**Document extract**.
-----

The Company also announced that Institutional Shareholder Services, Inc. (ISS), a wholly-owned subsidiary of RiskMetrics Group, Inc., one of the nation's leading proxy advisory firms, has recommended that Aastrom shareholders vote "FOR" all of the proposals included in the definitive proxy at the Annual Meeting of Shareholders scheduled for December 14, 2009.


NASDAQ Hearings Panel Grants Exception Period to Aastrom Based on Request to Remain Listed on the NASDAQ Stock Market

As you can see, you must have a proxy in place with a vote scheduled before hearing for panel to see that management is serious about meeting the $1 minimum bid.

Example #2

On August 29, 2016, the Company requested a hearing before the Panel to appeal the Previous Letter in accordance with Nasdaq rules and as stated in the Previous Letter, and the hearing was held on October 13, 2016. At the hearing, the Company asked that the Panel continue its listing through December 31, 2016, to allow it to close the previously announced merger of its wholly-owned subsidiary, New Haven Labs Inc., with Precipio Diagnostics, LLC (the "Merger"), which the Company expects to result in a combined entity that will meet all initial listing standards for the Nasdaq Capital Market; however, the Company noted that it will need to effectuate a reverse stock split to ensure compliance with the Minimum Bid Price Requirement.

Based on the plan presented by the Company at the hearing, the Panel issued the Letter granting the Company's request for continued listing on Nasdaq until December 31, 2016, subject to the following conditions:

1. On or before November 15, 2016 the Company must report to the Panel, in writing, regarding the status of the reverse stock split, the filing of a definitive proxy for the Merger, and any feedback received from the Staff regarding the prospects of the application of the post-merger entity for listing on the Nasdaq Capital Market.

2. On or before December 31, 2016, the Company must have closed the Merger and gained approval from the Staff for listing of the post-merger company on the Nasdaq Capital Market.


TRANSGENOMIC INC : Notice of Delisting or Failure to Satisfy a Continued Listing Rule or Standard; Transfer of Listing, Submission of Matters to a Vote of Security Holders (form 8-K)e

Example #2 adds in the element of a merger into the equation mostly because valuation of TBIO is below the minimum requirement. The purpose of this example is to show what NASDAQ panel will be looking for.

-----

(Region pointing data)

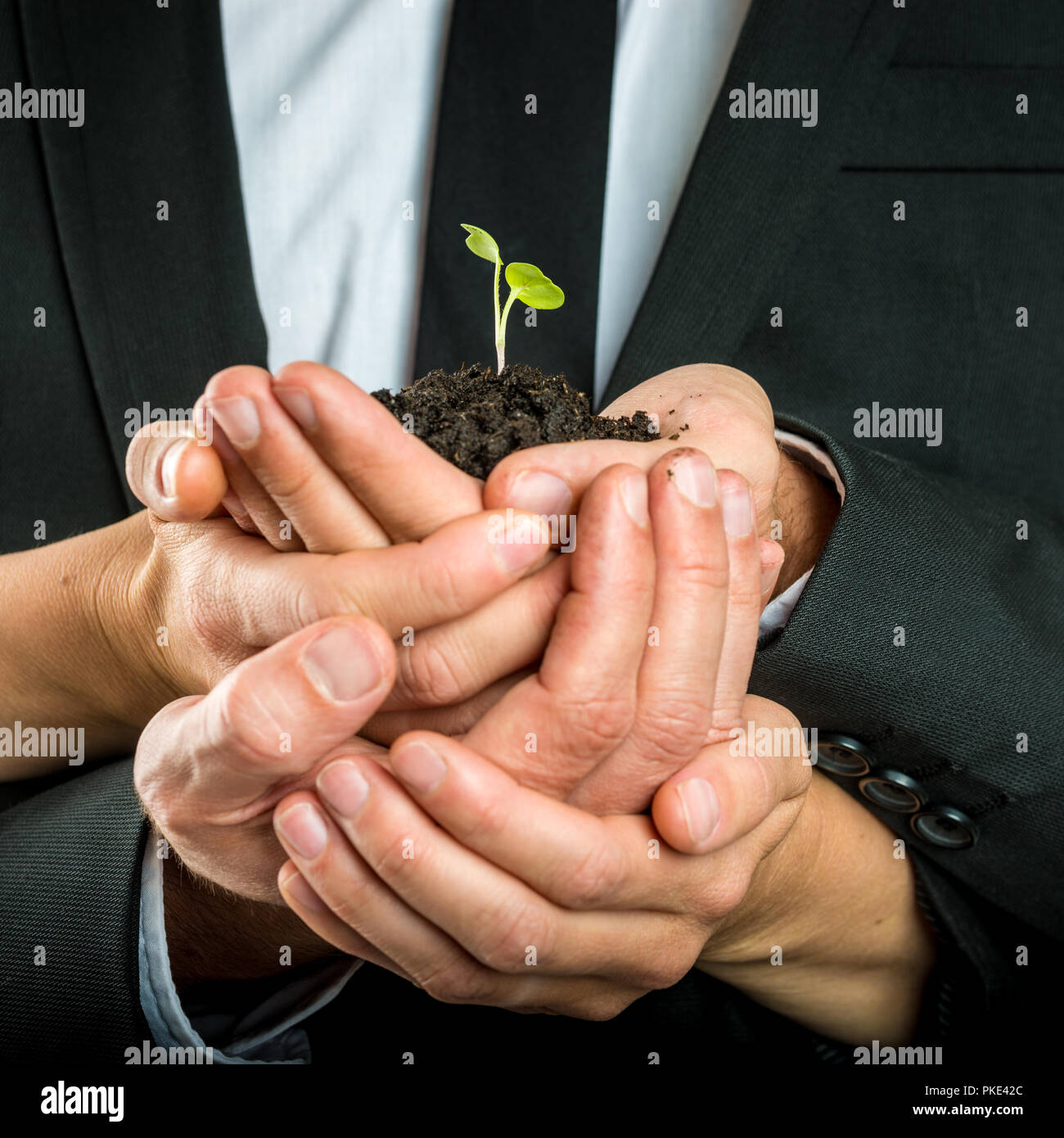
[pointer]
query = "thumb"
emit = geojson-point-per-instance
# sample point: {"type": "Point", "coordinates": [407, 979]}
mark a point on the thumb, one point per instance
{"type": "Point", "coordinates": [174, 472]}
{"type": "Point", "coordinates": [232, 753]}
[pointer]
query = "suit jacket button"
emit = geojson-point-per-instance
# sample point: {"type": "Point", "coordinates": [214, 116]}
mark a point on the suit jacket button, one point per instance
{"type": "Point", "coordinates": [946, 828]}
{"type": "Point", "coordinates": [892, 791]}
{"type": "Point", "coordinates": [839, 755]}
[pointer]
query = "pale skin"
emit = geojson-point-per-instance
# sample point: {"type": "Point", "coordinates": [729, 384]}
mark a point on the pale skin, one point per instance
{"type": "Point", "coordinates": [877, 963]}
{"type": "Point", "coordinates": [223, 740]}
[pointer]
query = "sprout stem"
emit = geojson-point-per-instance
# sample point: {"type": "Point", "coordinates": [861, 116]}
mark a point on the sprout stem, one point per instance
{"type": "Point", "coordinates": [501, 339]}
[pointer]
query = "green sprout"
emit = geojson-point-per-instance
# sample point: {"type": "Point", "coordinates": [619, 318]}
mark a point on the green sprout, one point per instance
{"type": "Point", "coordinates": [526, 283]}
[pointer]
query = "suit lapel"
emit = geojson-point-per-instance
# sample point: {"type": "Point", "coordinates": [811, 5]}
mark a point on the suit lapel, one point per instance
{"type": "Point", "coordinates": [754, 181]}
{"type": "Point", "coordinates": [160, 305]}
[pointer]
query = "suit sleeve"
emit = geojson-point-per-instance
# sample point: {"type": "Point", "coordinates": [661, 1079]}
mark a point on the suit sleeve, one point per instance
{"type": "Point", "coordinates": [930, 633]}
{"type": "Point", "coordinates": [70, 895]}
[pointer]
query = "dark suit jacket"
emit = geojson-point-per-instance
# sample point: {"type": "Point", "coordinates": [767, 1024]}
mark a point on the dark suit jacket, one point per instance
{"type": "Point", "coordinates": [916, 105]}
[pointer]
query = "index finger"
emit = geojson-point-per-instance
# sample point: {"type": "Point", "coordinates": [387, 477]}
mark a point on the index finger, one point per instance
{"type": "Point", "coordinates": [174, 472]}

-----

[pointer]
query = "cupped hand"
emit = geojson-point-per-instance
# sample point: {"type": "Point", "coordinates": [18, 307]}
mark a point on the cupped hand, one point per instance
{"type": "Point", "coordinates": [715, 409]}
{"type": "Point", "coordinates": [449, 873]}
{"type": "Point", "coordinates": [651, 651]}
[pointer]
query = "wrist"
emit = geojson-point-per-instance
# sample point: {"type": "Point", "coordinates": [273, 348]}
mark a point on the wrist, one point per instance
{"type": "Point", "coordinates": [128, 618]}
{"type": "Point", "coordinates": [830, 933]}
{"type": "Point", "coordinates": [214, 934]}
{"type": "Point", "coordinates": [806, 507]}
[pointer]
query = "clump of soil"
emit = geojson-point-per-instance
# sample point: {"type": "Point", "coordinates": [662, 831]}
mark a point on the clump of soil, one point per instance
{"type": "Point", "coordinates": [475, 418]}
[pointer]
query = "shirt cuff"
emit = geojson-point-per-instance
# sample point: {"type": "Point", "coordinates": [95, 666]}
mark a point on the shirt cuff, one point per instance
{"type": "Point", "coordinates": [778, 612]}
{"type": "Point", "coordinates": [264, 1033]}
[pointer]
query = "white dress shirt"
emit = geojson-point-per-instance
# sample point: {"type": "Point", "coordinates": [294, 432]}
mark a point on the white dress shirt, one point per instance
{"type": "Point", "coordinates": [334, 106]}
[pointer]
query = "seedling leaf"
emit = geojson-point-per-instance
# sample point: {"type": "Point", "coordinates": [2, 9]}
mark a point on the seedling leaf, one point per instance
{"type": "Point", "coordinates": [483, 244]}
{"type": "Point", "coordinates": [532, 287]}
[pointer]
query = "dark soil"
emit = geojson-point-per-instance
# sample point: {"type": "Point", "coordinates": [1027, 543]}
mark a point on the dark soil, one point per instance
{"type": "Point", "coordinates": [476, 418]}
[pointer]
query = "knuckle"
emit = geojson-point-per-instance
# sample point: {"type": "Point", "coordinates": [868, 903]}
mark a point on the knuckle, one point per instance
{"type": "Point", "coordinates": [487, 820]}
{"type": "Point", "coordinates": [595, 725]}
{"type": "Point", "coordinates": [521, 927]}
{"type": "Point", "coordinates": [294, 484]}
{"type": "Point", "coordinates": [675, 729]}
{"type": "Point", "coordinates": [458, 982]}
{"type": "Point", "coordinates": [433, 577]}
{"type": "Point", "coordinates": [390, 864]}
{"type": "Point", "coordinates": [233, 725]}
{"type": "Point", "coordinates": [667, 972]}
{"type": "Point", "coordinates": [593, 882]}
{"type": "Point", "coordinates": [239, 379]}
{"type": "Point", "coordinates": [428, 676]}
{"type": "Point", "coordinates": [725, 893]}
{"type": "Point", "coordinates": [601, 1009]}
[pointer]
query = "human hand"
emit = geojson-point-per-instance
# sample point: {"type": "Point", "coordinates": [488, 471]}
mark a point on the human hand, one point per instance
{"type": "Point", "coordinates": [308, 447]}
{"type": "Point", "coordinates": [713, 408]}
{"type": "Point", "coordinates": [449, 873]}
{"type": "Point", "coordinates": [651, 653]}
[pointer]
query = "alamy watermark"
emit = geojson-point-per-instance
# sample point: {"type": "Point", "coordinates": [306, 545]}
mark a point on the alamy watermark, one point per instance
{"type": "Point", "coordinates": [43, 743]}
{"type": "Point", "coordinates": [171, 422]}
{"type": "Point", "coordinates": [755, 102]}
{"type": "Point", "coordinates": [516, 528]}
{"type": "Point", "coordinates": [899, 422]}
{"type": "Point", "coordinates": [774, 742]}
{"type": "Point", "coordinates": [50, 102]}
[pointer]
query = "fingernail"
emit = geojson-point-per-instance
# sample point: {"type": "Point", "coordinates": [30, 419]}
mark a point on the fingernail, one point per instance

-----

**What you are asked to do**.
In the text about Nasdaq listing hearings, why did the Company ask the Panel to continue its listing through December 31, 2016? Answer in one to three sentences. These items have no connection to the text about Nasdaq listing hearings.

**Task response**.
The Company wanted time to close the merger of its wholly-owned subsidiary, New Haven Labs Inc., with Precipio Diagnostics, LLC. It expected that merger to produce a combined entity that would meet all initial listing standards for the Nasdaq Capital Market.